Required task a: List every person named in the article on the Sendak exhibit below.

Drawing the Devil Away From Children
As if to raise a curtain on the coming celebration of Maurice Sendak, the San Francisco Contemporary Jewish Museum has unveiled a probing, multidimensional exhibit showing the back story of the children’s author and illustrator, whose “Where the Wild Things Are” is about to open as a major motion picture.
Heralded by high-decibel discussion, including a New York Times Magazine cover story, before its release, “Where the Wild Things Are” is directed by the eccentric Spike Jonze, based on a screenplay by Dave Eggers and produced by, among others, Tom Hanks and Sendak himself. All that, along with the movie’s star-power cast, is throwing the 81-year-old Brooklyn-born child of Jewish immigrants into an unprecedented spotlight.
But the San Francisco exhibit There’s a Mystery There: Sendak on Sendak, which opened on September 8, shows that the man whose most famous book was regarded as too scary for children by psychologist Bruno Bettelheim is in fact a great documentarian of how the nightmares of childhood are overcome.
Since 1951, Sendak has written and illustrated more than 100 children’s books and also has designed sets and costumes for operas, ballets and stage plays, some of the performances based on his own stories. His life and work invite renewed attention with There’s a Mystery There.

Image boundary labeling items:
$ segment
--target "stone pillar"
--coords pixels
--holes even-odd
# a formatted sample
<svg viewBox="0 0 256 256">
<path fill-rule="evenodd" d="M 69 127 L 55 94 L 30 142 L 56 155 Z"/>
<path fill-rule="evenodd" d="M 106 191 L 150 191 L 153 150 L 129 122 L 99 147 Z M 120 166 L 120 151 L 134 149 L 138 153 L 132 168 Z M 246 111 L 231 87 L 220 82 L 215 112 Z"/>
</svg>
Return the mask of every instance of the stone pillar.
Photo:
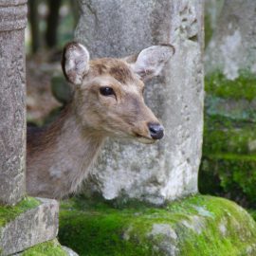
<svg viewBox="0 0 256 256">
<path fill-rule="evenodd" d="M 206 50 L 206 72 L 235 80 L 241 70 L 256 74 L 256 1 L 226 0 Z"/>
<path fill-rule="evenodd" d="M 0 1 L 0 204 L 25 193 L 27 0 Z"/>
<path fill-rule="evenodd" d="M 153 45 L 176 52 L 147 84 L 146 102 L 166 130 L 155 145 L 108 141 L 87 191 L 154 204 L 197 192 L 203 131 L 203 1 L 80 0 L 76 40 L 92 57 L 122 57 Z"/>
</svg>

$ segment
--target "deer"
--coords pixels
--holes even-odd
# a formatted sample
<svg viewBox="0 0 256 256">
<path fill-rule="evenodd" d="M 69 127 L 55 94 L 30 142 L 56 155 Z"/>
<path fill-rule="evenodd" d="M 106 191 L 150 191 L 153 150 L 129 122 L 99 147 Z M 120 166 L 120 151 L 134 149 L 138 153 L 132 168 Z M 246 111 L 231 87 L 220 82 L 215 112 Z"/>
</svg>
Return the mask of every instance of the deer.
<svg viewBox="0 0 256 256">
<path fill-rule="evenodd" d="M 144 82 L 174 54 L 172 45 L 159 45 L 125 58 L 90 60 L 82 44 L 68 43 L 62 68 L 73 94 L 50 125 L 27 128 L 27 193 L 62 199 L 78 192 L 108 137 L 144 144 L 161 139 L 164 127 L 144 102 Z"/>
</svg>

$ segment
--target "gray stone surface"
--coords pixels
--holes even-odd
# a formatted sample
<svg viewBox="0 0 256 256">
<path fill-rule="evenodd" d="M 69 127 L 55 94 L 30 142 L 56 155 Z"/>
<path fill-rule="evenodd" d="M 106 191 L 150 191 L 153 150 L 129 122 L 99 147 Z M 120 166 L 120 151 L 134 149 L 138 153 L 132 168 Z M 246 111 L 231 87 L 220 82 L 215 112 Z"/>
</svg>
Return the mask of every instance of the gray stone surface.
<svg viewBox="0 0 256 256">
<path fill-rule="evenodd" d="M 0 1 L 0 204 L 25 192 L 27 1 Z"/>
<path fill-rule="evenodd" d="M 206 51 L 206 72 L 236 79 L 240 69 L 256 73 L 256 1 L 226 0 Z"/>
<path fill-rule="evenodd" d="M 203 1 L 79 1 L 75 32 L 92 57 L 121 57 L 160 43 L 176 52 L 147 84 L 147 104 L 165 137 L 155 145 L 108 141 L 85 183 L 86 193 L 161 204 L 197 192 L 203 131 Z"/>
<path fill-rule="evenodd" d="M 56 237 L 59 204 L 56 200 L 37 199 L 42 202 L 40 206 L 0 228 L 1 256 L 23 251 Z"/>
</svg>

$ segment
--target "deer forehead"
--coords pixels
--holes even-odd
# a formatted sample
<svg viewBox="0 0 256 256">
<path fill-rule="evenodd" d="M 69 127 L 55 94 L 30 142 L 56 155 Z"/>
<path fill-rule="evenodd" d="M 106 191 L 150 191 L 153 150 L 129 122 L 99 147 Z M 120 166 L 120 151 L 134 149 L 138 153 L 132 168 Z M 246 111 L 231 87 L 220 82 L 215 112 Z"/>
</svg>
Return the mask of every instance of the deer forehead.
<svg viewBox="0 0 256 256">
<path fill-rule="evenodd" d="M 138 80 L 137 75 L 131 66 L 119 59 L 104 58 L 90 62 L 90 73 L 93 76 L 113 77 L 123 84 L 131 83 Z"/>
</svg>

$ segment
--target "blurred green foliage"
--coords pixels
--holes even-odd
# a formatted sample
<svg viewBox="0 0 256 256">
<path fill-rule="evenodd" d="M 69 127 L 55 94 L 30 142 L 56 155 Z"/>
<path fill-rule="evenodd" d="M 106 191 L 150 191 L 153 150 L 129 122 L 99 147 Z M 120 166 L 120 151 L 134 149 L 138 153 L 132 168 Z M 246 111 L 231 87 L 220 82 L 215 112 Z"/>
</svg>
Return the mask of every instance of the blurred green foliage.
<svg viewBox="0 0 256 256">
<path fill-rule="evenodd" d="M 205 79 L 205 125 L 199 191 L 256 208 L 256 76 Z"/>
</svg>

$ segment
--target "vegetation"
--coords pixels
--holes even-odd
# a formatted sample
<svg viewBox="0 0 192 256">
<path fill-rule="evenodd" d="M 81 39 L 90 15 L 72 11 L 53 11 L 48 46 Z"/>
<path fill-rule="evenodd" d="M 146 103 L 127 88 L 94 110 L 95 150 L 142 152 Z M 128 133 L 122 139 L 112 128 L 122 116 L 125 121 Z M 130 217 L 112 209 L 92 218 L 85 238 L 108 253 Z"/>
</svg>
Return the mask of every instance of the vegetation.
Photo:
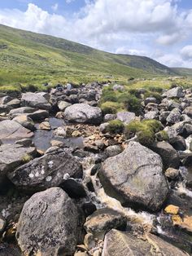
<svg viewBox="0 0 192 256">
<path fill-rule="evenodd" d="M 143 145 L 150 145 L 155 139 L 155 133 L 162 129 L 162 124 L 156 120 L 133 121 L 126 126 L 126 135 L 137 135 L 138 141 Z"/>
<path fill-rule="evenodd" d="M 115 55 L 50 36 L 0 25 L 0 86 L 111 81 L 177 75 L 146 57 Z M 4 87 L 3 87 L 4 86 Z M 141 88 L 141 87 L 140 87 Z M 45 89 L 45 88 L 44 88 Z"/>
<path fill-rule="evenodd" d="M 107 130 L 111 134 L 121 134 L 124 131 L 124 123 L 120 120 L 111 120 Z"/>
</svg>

Required task b: Tally the lines of the records that contain the string "Return", treating case as significant, and give only the number.

Worked answer a: Maurice Sendak, Spike Jonze, Dave Eggers, Tom Hanks, Bruno Bettelheim

Worked answer b: 6